======== Supplied records
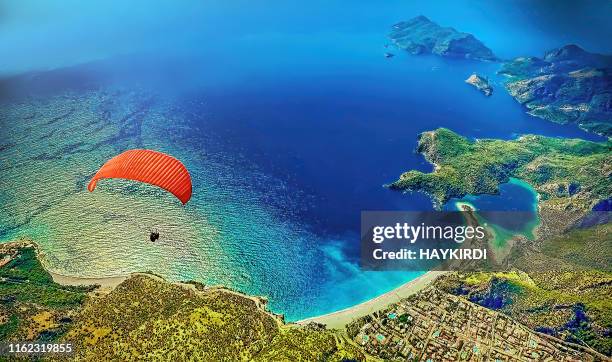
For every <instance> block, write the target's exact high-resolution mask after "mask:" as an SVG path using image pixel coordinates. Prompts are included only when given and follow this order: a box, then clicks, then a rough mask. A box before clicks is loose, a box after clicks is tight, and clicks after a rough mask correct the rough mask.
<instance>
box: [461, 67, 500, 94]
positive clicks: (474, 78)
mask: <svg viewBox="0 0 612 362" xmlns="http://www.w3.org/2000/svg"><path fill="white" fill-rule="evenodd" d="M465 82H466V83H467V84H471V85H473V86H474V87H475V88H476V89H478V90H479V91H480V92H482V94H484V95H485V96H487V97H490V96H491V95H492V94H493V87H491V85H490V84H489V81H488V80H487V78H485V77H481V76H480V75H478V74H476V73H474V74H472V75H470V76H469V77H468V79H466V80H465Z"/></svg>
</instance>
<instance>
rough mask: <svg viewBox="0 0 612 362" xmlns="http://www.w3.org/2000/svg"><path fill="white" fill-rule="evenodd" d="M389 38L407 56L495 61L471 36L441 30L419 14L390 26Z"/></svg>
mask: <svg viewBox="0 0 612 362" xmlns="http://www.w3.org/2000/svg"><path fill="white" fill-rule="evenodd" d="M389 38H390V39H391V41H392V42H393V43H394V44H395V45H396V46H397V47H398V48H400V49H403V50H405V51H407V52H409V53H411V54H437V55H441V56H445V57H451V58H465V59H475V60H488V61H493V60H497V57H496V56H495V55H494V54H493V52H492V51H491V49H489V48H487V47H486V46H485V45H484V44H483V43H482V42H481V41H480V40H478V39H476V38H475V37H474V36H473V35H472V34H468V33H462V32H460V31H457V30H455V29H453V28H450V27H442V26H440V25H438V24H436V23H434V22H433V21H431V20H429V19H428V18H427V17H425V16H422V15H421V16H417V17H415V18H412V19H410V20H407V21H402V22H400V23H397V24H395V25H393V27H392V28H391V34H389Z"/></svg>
================
======== Supplied records
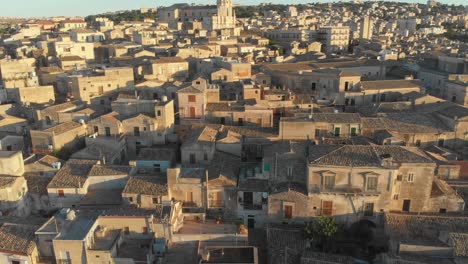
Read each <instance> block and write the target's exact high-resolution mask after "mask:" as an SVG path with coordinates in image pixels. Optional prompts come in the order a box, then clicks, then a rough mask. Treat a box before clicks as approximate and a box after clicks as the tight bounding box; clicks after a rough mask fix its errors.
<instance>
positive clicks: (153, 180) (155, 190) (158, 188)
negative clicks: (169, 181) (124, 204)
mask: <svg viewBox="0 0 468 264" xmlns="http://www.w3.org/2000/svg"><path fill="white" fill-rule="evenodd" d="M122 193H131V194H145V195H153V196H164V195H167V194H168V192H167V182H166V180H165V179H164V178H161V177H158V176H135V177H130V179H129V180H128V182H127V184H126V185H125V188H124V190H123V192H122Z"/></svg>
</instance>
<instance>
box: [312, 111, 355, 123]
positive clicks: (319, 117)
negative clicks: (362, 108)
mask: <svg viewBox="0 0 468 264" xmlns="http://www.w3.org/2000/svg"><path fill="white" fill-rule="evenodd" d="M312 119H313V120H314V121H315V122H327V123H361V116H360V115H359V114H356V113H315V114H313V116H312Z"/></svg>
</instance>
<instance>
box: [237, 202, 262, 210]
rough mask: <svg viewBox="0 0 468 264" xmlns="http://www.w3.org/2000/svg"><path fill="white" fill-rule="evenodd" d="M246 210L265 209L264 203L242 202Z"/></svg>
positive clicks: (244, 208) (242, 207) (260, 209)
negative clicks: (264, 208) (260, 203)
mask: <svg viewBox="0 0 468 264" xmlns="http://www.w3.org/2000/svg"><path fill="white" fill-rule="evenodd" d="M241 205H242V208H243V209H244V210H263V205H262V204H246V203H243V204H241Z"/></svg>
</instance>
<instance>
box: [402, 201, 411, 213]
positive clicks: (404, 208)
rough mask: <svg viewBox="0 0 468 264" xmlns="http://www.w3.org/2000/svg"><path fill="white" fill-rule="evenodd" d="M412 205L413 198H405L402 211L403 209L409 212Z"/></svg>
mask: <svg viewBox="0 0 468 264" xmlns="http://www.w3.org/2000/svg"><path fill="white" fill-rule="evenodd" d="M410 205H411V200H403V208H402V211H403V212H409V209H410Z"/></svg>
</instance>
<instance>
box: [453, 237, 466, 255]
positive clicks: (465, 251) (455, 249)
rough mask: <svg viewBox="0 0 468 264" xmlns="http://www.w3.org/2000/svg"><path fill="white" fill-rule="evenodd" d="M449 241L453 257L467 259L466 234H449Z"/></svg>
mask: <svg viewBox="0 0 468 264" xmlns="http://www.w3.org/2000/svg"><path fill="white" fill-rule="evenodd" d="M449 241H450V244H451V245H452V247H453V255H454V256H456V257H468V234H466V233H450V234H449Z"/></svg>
================
======== Supplied records
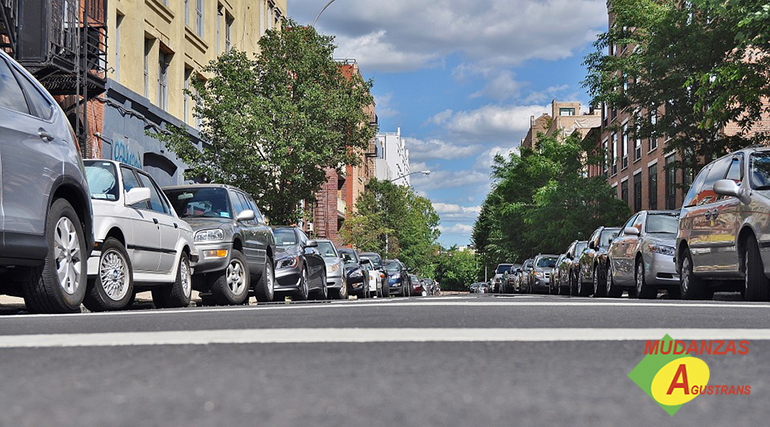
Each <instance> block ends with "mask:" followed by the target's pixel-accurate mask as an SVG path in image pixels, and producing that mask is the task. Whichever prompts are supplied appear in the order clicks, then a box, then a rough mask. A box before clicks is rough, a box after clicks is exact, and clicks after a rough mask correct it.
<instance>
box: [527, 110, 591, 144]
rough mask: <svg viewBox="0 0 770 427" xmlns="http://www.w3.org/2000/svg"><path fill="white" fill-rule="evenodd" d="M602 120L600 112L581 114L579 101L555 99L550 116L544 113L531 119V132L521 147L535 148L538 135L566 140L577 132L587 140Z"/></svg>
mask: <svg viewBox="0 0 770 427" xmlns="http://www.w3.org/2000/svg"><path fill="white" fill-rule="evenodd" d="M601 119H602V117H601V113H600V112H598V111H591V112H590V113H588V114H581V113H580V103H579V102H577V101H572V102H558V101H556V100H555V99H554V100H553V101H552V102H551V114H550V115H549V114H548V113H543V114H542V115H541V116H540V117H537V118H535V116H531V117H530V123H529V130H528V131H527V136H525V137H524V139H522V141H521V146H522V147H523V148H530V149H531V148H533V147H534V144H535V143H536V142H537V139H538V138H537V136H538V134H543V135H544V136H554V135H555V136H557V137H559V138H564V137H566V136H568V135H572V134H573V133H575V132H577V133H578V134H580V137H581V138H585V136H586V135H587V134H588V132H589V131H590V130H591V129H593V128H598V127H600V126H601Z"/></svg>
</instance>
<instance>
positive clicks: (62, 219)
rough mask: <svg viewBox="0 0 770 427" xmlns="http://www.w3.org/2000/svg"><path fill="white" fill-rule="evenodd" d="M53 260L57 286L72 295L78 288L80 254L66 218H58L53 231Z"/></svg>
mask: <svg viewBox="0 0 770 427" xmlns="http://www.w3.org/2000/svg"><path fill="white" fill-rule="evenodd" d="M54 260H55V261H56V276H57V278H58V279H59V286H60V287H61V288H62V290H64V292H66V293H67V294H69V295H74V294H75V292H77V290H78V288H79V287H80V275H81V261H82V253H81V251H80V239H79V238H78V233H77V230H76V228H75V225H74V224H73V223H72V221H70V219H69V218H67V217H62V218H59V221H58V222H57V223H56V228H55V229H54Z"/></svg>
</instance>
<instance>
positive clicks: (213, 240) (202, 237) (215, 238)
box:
================
### What is required
Your answer must consist solely of the lines above between the line holding "positive clicks: (244, 208)" and the line holding "positive clicks: (404, 208)", inclusive, copied exactly.

### Written answer
positive clicks: (244, 208) (242, 207) (260, 209)
negative clicks: (264, 208) (260, 203)
mask: <svg viewBox="0 0 468 264" xmlns="http://www.w3.org/2000/svg"><path fill="white" fill-rule="evenodd" d="M241 205H242V208H243V209H244V210H263V205H262V204H246V203H243V204H241Z"/></svg>
</instance>
<instance>
box: [402, 201, 411, 213]
positive clicks: (404, 208)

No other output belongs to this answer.